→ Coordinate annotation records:
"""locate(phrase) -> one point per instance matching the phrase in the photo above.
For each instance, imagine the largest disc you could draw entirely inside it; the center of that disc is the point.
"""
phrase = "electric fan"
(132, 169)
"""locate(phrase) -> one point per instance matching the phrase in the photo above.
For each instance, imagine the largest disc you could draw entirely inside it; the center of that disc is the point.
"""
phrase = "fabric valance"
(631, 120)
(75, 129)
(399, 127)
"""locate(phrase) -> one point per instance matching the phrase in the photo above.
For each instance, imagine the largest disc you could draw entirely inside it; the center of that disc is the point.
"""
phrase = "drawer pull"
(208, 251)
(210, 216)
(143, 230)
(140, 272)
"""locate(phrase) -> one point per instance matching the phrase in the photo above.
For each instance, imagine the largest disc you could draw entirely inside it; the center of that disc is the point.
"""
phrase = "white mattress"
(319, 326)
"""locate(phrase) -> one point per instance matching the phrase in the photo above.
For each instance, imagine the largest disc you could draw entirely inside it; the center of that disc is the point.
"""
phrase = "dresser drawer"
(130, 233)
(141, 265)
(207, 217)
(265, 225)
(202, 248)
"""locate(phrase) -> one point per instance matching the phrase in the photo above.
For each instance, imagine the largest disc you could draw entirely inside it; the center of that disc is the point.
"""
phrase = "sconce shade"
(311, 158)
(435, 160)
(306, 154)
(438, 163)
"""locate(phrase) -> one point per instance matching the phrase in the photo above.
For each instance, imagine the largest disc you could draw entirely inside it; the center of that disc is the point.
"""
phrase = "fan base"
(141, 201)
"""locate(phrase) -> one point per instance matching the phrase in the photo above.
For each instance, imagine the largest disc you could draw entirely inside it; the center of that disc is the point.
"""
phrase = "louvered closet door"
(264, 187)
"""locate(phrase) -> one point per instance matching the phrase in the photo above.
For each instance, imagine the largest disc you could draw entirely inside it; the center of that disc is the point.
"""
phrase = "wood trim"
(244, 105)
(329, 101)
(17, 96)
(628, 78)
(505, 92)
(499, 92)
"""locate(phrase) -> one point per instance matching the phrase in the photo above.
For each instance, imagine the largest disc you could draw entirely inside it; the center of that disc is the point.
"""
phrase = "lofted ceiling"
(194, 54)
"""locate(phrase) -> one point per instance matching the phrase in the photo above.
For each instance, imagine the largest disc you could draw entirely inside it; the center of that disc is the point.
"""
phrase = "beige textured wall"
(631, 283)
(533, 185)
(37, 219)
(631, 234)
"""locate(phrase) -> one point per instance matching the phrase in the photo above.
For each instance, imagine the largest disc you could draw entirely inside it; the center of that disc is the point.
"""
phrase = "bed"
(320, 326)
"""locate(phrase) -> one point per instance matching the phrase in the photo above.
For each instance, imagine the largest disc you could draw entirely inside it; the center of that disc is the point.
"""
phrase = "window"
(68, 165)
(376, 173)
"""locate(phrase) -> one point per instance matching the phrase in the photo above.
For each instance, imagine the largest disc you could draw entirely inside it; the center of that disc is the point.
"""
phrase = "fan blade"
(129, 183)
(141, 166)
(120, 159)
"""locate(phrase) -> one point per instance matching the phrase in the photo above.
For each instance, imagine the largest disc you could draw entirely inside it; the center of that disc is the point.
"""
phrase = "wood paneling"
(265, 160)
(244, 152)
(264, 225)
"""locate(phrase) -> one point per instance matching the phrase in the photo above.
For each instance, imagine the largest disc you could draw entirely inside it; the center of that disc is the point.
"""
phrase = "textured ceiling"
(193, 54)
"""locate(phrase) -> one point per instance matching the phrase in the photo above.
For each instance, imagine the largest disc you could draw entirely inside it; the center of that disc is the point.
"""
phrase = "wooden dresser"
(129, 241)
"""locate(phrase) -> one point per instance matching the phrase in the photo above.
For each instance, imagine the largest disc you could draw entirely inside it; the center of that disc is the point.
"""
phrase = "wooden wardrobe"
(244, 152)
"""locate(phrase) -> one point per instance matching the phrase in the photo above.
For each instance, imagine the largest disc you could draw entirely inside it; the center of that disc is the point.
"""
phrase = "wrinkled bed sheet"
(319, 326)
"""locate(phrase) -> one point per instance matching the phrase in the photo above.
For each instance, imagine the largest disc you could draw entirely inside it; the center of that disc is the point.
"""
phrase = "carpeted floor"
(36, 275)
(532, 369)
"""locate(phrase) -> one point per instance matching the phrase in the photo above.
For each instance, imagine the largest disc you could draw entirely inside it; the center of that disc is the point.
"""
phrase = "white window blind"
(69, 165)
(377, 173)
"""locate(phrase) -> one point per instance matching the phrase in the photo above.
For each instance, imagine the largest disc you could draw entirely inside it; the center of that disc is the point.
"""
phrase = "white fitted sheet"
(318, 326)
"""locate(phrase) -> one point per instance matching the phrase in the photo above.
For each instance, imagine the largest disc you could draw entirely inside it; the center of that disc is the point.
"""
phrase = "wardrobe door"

→ TASK BRIEF: Please reproduce all of the entries exactly as they stand.

→ EXERCISE SOLUTION:
"""locate(phrase) -> one point per instance matching the phrase in the photo above.
For each instance, imagine the largest disc you could draw entirely inside it; the center of that disc is the point.
"""
phrase = "electric fan"
(132, 169)
"""locate(phrase) -> one point per instance matching the phrase in the photo above.
For each instance, imagine the largest disc you could draw entirely inside it; the center of that disc is the point.
"""
phrase = "fabric valance"
(631, 120)
(75, 129)
(399, 127)
"""locate(phrase) -> one point per instance matching the phrase in the photo above.
For each instance, imagine the largest disc you could draw entirely inside it; the center of that disc is the point.
"""
phrase = "drawer pull"
(208, 251)
(210, 216)
(143, 230)
(140, 272)
"""locate(phrase) -> one point per instance matching the phrase in the photo above.
For each instance, imagine the largest disc you could draw entirely inside it; the center of that disc is the point.
"""
phrase = "white mattress"
(319, 326)
"""locate(phrase) -> one point per instance matching the phrase in the photo above.
For each instance, imagine the largest disc you could draw entirely inside it; the center of that disc is the point.
"""
phrase = "dresser drawer"
(130, 233)
(141, 265)
(207, 217)
(265, 225)
(202, 248)
"""locate(phrase) -> one point per instance matching the phrase in the photo above.
For each instance, imagine the largest disc you could draw entirely inside it; the center of that disc is the point.
"""
phrase = "sconce shade"
(311, 158)
(435, 160)
(306, 154)
(438, 163)
"""locate(phrase) -> one point per instance matching the phrase in the photo above.
For each instance, imagine the largest disc you could draw entirely inside it; the center of that disc is the point.
"""
phrase = "fan base"
(141, 201)
"""locate(phrase) -> one point per instance matching the phrase in the photo above.
For each instance, imagine the largest disc you could draw entirely inside it; the center of that disc is the point.
"""
phrase = "louvered closet door"
(264, 187)
"""locate(phrase) -> one point per instance matching the phrase in the photo above.
For each instance, imagine the largest disc you could draw entirely inside it; the center of that disc is the point.
"""
phrase = "wood trim"
(244, 105)
(329, 101)
(17, 96)
(628, 78)
(505, 92)
(499, 92)
"""locate(phrase) -> one point per instance matching the phrase in the photo above.
For each instance, imagine the largest disc you could draw entirely inside it; the center of that disc is the point.
"""
phrase = "lofted ceiling"
(194, 54)
"""locate(phrase) -> one point per instance matching the phrase in the photo above.
For each instance, imagine the largest disc you could draw entirely inside it; the center of that disc is the point.
"""
phrase = "beige textured wall"
(631, 283)
(533, 185)
(37, 219)
(631, 234)
"""locate(phrase) -> one point per instance matching the phrase in the photo above.
For each instance, imagine the largest disc you could draw entirely inside it; the center of that disc is the point.
"""
phrase = "bed"
(320, 326)
"""locate(phrase) -> one point per instance matching the phrase in the photo above.
For each instance, imagine the largest disc you could draw entirely inside it; the center of that disc is the point.
"""
phrase = "window"
(68, 165)
(376, 173)
"""locate(phrase) -> one point per instance matching the phrase in the photo above.
For each instance, imagine the largest disc you could draw entirely inside it; the center of that disc is the point.
"""
phrase = "fan blade"
(129, 183)
(141, 166)
(120, 159)
"""locate(phrase) -> one point per instance matching the phrase in the photo above.
For each instance, imagine the largest disc you could draw entirely inside it; the center of that disc is the point.
"""
phrase = "wood paneling"
(265, 160)
(244, 152)
(264, 225)
"""locate(phrase) -> one point per instance matching the phrase in the photo above.
For each instance, imagine the largest disc you could draw entirely inside it; the center of that disc is the point.
"""
phrase = "textured ceiling"
(193, 54)
"""locate(phrase) -> one point per instance matching the phrase in the photo above.
For each instance, imagine the largest disc you could draw entirely inside it; the center of that disc is the point.
"""
phrase = "wooden dresser"
(129, 241)
"""locate(phrase) -> one point per instance matching the phrase in the photo above.
For each instance, imagine the largest disc you could draw entirely inside it; the center of that disc is the point.
"""
phrase = "wooden wardrobe"
(244, 152)
"""locate(phrase) -> one point per instance matching the phrase in the photo above.
For each instance, imagine the largest disc you could draw entirely inside it; the center of that disc is the point.
"""
phrase = "wrinkled bed sheet"
(319, 326)
"""locate(phrase) -> one point per instance matching the phrase in the photo above.
For each instance, imagine the largest disc you could draw entirely inside it; the center of that disc is the point.
"""
phrase = "carpeted floor"
(36, 275)
(532, 369)
"""locate(phrase) -> one point per instance matching the phrase in the photo above.
For each instance, imagine the largest disc you could draw entirely inside it; the center of that disc is the point.
"""
phrase = "white window blind"
(69, 165)
(377, 173)
"""locate(phrase) -> one point per instance matching the phrase in the photo above.
For each instance, imagine the largest disc you could draw entirely inside it; the center of that disc is the point.
"""
phrase = "white fitted sheet"
(318, 326)
"""locate(phrase) -> one point per instance matching the phrase in the photo above.
For each instance, imagine the largest disc you could draw entirely inside it; the center of that disc is the point.
"""
phrase = "wardrobe door"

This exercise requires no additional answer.